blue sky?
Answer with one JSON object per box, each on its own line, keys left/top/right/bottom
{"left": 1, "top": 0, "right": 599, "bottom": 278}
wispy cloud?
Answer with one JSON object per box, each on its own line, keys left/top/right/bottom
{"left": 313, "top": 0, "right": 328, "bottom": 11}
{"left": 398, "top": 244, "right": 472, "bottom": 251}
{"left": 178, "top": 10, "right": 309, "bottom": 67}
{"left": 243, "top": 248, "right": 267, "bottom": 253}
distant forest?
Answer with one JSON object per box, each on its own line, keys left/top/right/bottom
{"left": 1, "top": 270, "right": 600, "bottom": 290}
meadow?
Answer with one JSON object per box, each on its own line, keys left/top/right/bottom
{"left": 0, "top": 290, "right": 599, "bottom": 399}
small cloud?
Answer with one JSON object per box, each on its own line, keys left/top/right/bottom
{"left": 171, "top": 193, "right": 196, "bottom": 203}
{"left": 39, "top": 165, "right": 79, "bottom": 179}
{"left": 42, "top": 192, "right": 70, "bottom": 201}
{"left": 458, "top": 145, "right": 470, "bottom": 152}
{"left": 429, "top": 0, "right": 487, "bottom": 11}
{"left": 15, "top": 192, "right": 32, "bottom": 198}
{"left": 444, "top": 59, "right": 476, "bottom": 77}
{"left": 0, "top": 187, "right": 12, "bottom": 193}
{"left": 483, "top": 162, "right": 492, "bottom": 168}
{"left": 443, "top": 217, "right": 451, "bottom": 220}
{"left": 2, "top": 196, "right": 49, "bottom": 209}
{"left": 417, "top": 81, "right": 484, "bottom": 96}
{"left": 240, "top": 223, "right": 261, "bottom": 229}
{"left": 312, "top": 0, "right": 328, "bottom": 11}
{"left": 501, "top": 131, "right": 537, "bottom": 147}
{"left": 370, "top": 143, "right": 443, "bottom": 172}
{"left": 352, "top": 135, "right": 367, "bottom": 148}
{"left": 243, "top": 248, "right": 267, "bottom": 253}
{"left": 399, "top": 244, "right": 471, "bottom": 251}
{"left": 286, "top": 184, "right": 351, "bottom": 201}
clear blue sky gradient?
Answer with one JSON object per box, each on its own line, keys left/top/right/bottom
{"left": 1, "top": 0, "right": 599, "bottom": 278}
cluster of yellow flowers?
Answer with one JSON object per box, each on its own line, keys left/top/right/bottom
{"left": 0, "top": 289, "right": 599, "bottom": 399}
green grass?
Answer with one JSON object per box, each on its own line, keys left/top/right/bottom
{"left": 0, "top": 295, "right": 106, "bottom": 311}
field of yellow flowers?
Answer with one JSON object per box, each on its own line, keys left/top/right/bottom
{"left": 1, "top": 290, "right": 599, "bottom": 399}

********************

**THE PROBLEM:** In the entries above, identify each line that includes the string "flowers", then copy it.

**ANSWER BELOW:**
cluster of yellow flowers?
field of yellow flowers?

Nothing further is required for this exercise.